Prompt: The reply should give back every entry exactly as written.

Start of The data

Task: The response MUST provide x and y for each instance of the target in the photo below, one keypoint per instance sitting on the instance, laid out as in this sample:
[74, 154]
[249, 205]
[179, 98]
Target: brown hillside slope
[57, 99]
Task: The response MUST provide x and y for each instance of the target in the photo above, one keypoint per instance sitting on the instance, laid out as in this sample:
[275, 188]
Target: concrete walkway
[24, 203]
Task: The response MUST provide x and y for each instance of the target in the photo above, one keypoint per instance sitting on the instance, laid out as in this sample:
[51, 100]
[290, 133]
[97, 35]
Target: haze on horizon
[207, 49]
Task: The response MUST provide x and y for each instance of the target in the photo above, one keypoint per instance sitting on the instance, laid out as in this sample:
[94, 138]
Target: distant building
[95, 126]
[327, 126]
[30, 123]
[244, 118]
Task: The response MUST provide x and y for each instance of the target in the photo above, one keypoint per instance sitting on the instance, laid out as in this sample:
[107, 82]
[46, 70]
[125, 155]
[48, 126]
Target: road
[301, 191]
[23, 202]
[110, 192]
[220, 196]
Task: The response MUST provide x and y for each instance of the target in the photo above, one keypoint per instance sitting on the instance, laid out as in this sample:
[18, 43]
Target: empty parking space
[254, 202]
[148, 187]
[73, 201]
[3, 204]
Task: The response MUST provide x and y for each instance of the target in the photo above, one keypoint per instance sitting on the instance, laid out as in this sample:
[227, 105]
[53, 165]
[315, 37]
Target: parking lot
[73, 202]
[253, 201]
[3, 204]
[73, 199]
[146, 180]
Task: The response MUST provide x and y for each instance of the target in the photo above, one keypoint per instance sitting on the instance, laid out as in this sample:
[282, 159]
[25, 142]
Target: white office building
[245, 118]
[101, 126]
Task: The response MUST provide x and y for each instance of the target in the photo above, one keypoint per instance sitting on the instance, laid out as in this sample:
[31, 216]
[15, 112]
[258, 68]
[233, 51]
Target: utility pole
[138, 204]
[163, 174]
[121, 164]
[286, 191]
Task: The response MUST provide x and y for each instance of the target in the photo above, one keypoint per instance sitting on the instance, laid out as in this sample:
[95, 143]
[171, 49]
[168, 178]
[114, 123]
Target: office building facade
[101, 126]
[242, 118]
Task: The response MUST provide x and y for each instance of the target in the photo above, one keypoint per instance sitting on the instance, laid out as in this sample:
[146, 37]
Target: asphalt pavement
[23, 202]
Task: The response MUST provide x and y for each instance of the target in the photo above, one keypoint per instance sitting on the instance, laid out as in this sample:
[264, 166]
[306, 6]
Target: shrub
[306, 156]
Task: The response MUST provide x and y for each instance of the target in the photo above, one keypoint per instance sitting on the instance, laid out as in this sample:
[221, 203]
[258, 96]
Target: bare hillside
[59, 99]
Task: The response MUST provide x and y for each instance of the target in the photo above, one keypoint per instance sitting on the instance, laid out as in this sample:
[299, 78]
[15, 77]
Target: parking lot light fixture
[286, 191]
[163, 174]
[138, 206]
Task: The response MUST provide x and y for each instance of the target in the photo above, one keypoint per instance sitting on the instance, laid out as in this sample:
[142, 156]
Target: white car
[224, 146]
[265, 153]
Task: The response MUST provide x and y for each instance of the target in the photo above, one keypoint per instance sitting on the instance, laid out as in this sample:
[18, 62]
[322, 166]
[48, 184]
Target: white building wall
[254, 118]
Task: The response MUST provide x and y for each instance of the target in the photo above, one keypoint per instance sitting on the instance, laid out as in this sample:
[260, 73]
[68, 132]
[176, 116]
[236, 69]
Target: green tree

End of The data

Written answer:
Task: The response MUST provide x and y for each instance of the target in the photo below, one keypoint per instance sitting on the instance, laid out as in this sample:
[74, 154]
[249, 205]
[179, 98]
Target: brown hillside slope
[57, 99]
Task: The response MUST provide x and y for each instance of the target in the photo above, one keypoint per instance sitting on the instance, laid out as in this sample:
[275, 188]
Target: concrete walkway
[24, 203]
Task: The response MUST provide x and y for each instance of the target in the photo above, one keypoint per instance sitting on the instance, laid out as in this sample:
[51, 100]
[290, 133]
[97, 35]
Target: haze on horizon
[207, 49]
Task: The response MUST provide x and y for each instance of the target in the photo above, one keypoint per instance sitting on the instance, laid out as in this sample:
[94, 138]
Target: distant building
[95, 126]
[327, 126]
[30, 123]
[244, 118]
Task: The response MUST provide x and y for each instance of the target in the photo above, one keypoint per instance sitting on the instance, laid out as in this sample:
[107, 82]
[46, 70]
[125, 155]
[48, 126]
Target: road
[301, 191]
[23, 202]
[110, 192]
[220, 196]
Task: The response MUST provide x and y for each instance of the target in the photo above, one keypoint per instance sitting on the instance, laid out as in this sample:
[18, 43]
Target: empty parking space
[254, 202]
[148, 187]
[73, 201]
[3, 204]
Task: The response MUST provide x and y for each instance of the target in the photo above, one keypoint per instance sitting on the instance, laid out as in this sample:
[227, 105]
[53, 165]
[315, 37]
Target: parking lot
[73, 202]
[253, 201]
[3, 204]
[73, 199]
[146, 180]
Task: The response MUST provide x and y for each instance of the target in the photo above, one keypoint per instance sitting on the instance, laid out as in this sample:
[282, 159]
[25, 142]
Target: white office building
[245, 118]
[101, 126]
Task: The response MUST provide x and y for each instance of the target in the photo above, one keypoint per instance sitting on the instance, laid out as in this sample:
[31, 216]
[15, 112]
[258, 68]
[233, 51]
Target: utility pole
[138, 204]
[163, 174]
[121, 164]
[286, 191]
Task: The response MUST provide x and y for each instance of the target in the photo above, one keypoint per instance sitting on the instance, laid out as in this sample:
[95, 143]
[171, 49]
[168, 178]
[114, 123]
Target: office building facade
[101, 126]
[242, 118]
Task: The response MUST provide x and y for each instance of the target in the photo above, one keypoint per instance sitting on the instance, laid out as in this sample:
[146, 37]
Target: asphalt pavement
[23, 202]
Task: The response MUST provide x and y for each instance of the target in the photo above, one keypoint per instance sitting on the instance, laid out as in this sample:
[264, 166]
[306, 6]
Target: shrub
[306, 156]
Task: The response MUST provide x and y for each instance of the target in the photo above, one keypoint per instance sitting on the instance, laid out as in this sample:
[221, 203]
[258, 96]
Target: bare hillside
[59, 99]
Task: The response MUST provide x and y for each instance of the target in the photo above, one keypoint per instance sitting on the instance, laid out as in this sample:
[299, 78]
[15, 77]
Target: parking lot light fixture
[286, 191]
[163, 174]
[138, 206]
Task: The response MUST provide x and y for each instance of the target in the photo above, one keypoint per instance sitting on the instance, laid out as in this sample:
[142, 156]
Target: white car
[224, 146]
[265, 153]
Task: The response MUST provide x and y for each instance of the target in the photo above, one keypoint per instance sitting on the instance, laid out as in this sample:
[18, 62]
[322, 166]
[48, 184]
Target: white building wall
[254, 118]
Task: The response MUST provide x and y for each instance of the target in the photo above, one keypoint per instance sitting on the instance, laid out as in this sample:
[260, 73]
[68, 132]
[176, 116]
[236, 69]
Target: green tree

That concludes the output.